[Pointing dataset excerpts]
-- START --

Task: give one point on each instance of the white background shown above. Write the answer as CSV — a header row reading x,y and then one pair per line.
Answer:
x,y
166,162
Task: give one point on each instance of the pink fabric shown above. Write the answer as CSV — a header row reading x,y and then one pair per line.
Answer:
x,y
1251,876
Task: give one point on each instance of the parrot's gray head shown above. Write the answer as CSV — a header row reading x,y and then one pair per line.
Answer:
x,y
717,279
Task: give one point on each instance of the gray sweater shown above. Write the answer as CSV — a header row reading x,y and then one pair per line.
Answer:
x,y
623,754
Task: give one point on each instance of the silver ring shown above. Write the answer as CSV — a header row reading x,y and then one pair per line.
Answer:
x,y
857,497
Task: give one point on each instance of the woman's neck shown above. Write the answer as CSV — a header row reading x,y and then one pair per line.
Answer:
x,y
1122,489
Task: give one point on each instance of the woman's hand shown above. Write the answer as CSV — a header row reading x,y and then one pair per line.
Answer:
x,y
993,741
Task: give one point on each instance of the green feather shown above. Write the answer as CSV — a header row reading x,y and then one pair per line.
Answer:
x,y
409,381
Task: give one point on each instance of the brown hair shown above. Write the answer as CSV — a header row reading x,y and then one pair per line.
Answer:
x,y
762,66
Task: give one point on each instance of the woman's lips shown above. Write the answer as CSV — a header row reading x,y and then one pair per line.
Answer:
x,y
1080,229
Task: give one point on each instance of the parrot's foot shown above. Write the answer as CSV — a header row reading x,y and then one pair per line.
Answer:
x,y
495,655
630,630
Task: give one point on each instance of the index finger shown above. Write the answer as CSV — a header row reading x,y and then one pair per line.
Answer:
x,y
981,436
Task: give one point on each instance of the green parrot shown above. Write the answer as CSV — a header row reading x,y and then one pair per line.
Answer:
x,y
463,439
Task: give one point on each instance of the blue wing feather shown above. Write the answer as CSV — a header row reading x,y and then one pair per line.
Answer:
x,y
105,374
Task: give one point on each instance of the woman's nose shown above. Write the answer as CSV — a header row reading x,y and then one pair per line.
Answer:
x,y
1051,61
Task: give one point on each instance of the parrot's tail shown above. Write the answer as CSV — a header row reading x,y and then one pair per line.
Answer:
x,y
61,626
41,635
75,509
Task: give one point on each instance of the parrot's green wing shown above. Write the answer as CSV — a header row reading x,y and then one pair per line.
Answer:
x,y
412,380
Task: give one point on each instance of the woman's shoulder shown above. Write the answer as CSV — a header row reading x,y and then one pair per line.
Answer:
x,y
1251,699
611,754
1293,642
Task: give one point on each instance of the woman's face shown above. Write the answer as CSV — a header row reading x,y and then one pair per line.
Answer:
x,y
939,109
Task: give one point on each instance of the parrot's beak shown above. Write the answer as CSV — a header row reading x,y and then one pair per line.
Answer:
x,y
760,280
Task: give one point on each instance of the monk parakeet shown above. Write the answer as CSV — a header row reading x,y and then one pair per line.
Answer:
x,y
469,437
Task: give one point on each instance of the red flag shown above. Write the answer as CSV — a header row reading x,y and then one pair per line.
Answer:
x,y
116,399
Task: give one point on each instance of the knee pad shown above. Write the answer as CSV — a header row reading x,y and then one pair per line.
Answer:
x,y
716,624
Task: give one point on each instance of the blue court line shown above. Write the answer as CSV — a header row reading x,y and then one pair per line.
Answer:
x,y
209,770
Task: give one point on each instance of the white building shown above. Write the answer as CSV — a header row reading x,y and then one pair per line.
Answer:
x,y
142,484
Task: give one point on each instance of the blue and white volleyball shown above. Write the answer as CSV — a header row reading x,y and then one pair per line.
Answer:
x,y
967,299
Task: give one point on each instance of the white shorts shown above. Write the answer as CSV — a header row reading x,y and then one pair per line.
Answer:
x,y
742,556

-- END --

[TASK PROMPT] Take the entries above and copy them out exactly.

[FINISHED EXERCISE]
Task: give one point on each instance of the white background shown above. Write the answer as CSV — a header row reading x,y and then one pair per line.
Answer:
x,y
166,162
Task: give one point on each instance of the pink fabric shown above. Write the answer as CSV — a header row reading x,y and then one pair per line.
Answer:
x,y
1251,876
Task: give one point on each instance of the parrot's gray head shown above. Write the answer as CSV — a header row reading x,y and then one pair per line.
Answer:
x,y
717,279
Task: give one point on each instance of the gray sweater shown above. Write the answer as CSV — a header row reading x,y and then one pair per line.
Answer:
x,y
623,754
Task: give one point on each instance of the silver ring shown above. Write the answer as CSV — a header row reading x,y and then one pair per line.
Answer:
x,y
857,497
Task: give one point on each instance of the woman's neck shown above. Write the answer as CSV — a header row reading x,y and then one pair per line.
Answer:
x,y
1122,489
Task: give one point on each instance of the woman's hand shown above. Write the answer as CSV — a header row reading x,y and then one pair per line.
Answer:
x,y
993,741
Task: give one point on each instance of the green feather shown above. Write the answer as CSV — a header row reading x,y and then one pair per line.
Answer:
x,y
409,381
Task: give one point on each instance of the brown hair shown above. Write the answer as CSV — a header row reading x,y and then one pair per line.
Answer:
x,y
762,66
Task: give one point on each instance of the woman's lips shown above. Write the answer as CSV — a header row reading x,y and then one pair per line.
Answer:
x,y
1080,229
Task: give one point on each instance of the parrot's foot shown above. Write the answer as CSV — a header row reading x,y and then one pair per line.
Answer:
x,y
495,655
630,630
Task: give one point on each instance of the index finger shown above. Write the answer as CSV — a header row reading x,y and then one pair per line.
Answer:
x,y
981,436
Task: give one point on each instance of the green parrot shown above. Write the answer as CSV — a header row reading x,y and then one pair per line.
Answer:
x,y
463,439
Task: give one point on each instance of the blue wing feather shown above. Write the answer as CSV — a header row reading x,y and then one pair per line.
Answer:
x,y
105,374
Task: give one point on each instance of the woman's nose shown above. Write the answer as CSV — a header row reading x,y and then one pair per line.
Answer:
x,y
1051,61
Task: give one point on each instance of the parrot's tail shown above. Write the answer as CSV — a header row reading x,y and then one pair per line.
Answer:
x,y
61,626
41,635
75,509
Task: give one point on each instance of the parrot's green wing shown above. Write the answer as CSV — a header row reading x,y and then one pair per line.
Answer:
x,y
412,380
Task: give one point on each instance of the woman's shoulder shown above. Write the answer as CSV — a header row reading x,y and then one pair per line.
Answer:
x,y
1251,699
611,754
1293,642
Task: give one point on each instance of the woman's face shown above. Write the answer as CSV — a header row reading x,y and then one pair per line.
Answer:
x,y
939,109
Task: give one point on each instance of the parrot's beak shown above. Write the answer as CSV — a header row reading x,y and then one pair per line.
Answer:
x,y
760,280
Task: give one point on each instance of the monk parakeet shown above. Write the answer as CSV — a header row reading x,y and then one pair per line.
Answer:
x,y
469,437
Task: give one point on each instance of the red flag shown above. Write the answer as CSV — a header row reading x,y and then one pair per line.
Answer:
x,y
116,399
Task: give one point on each instance of the knee pad shown above. Write the answer as CSV — a header row reading x,y and then one pair per line.
Answer:
x,y
716,624
Task: give one point on each instance of the blue court line shown above. Write the answer as CSV — a header row reading x,y and then one pair per line.
Answer:
x,y
209,770
Task: give one point on each instance of the white building shown above. Write the answer as CSV — a header row reading x,y and then one pair per line.
Answer:
x,y
142,484
Task: give one point on each instance of the blue and white volleyball shown above. Write the answer as CSV — a header row reading x,y and then one pair per line.
Answer:
x,y
967,299
Task: give one point on each instance of the white shorts shown above. Write the answer as CSV — a header row reading x,y and then one pair per line.
Answer:
x,y
742,556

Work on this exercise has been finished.